> **Belge**:
▬▬▬▬▬▬▬▬▬▬

Sûrelerini okur, ellerine üfler, sonra da ellerinin uzanabildiği yere kadar vücuduna sürerdi. Bu işlemi yapmaya önce başından başlar, yüzüne ve vücudunun ön taraflarına mesh ederdi. Bunu üç defa yapardı. Uyandıktan sonra ise Âl-i İmrân sûresinin son on âyetini okuması onun uykuya dair özel uygulamalarına örnektir.

Peygamberimizin (sas) uykuya dalmadan önce okunmasını tavsiye ettiği dualardan birisi şöyledir: “Berâ İbn Âzib (ra) diyor ki; Resûlullah (sas) yatmadan önce abdest alıp şöyle dua edilmesini tavsiye etti:

“Allah’ım! Kendimi sana teslim ettim. Yüzümü sana çevirdim. İşimi sana havale ettim. Rızanı isteyerek, azabından korkarak sırtımı sana dayadım, sana sığındım. Sana karşı yine senden başka sığınak yoktur. İndirdiğin kitaba ve gönderdiğin peygambere inandım.” (Buhârî, De’avât, 6, 7, 9; Müslim, Zikir ve Dua, 56-57)

▬▬▬▬▬▬▬▬▬▬

> **Alıştırma yönergeleri**:
• A. Uyku adabına dair metne göre uyandıktan sonra hangi sûrenin hangi âyetleri okunuyordu?
• B. Uyku adabına dair metni iki cümleyle özetleyin.
• C. Uyku adabına dair metni kaldığı yerden sürdürün.
Satırların bu işlerle hiçbir ilgisi yoktur.

> **Ham veriler**:
▬▬▬▬▬▬▬▬▬▬

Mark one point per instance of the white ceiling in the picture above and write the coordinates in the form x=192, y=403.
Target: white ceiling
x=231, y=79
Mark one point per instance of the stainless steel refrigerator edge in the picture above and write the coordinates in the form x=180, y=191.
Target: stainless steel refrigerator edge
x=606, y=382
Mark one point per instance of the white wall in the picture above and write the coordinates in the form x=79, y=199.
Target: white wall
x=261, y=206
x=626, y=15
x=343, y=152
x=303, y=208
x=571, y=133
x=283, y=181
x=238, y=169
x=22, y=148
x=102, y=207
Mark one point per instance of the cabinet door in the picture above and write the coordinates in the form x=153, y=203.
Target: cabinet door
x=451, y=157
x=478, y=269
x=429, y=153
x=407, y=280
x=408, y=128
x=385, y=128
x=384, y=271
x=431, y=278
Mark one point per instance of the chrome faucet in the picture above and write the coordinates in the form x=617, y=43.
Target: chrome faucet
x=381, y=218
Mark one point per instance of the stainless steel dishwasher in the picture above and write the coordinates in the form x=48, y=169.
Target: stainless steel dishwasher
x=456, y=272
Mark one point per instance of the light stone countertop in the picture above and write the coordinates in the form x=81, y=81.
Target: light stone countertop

▬▬▬▬▬▬▬▬▬▬

> **Görev görev sonuçlar**:
• A. Âl-i İmrân sûresinin son on âyeti.

• B. Metinde anlatılan uygulamada yatmadan önce sûreler okunup ellere üflenir, eller baştan başlanarak yüze ve vücudun ön taraflarına üç defa sürülür; uyandıktan sonra da Âl-i İmrân sûresinin son on âyeti okunur. Berâ İbn Âzib'in (ra) aktardığına göre Resûlullah (sas), yatmadan önce abdest alıp Allah'a teslim olmayı, O'na sığınmayı, indirdiği kitaba ve gönderdiği peygambere imanı dile getiren bir dua edilmesini tavsiye etmiştir.

• C.
Huzeyfe (ra) diyor ki; Rasûlullah (sas) uyumak istediği zaman sağ elini yanağının altına koyarak şöyle derdi:

“Allah’ım! Senin isminle ölür, senin isminle dirilirim.” (Buhârî, De’avât, 7-8; Müslim, Zikr, 59)

Resûlullah (sas), yatacağı zaman abdest alıp sağ tarafına yatarak bu duayı okuyan kimsenin, o gece ölürse fıtrat üzere ölmüş olacağını müjdelemiştir.  Buhârî, Vudû’, 75)

Öte yandan Hz. Peygamber (sas), uyumak istediği zaman sağ elini başının altına koyarak:

“Allah’m! Kullarını mahşerde topladığın veya mahşerde kaldırdığın gün beni azabından koru.”   Tirmizî, Deavât, 18  şeklinde dua etmekte, “Bizi doyuran ve içiren, ihtiyaçlarımızı gideren ve bizi meskenlerimizde barındıran Allah’a hamdolsun.” diye şükrederdi.

Ayrıca Hz. Peygamber (sas) bizlere yatacağımızda, 

 “Rabbim, senin adınla yatağa bedenimi koydum ve senin vereceğin güç, kuvvet ve izinle o yataktan bedenimi kaldıracağım. Eğer ruhumu tutarsan ona rahmet et. Şayet ruhumu alıp götüreceksen salih kullarını muhafaza ettiğin yerde ruhumu muhafaza et.”  (Tirmizî, Deavât, 20) diye dua etmemizi tavsiye etmiştir.

“Kaza ve kaderi ancak dua değiştirir. Ömrü ise ancak iyilik artırır..”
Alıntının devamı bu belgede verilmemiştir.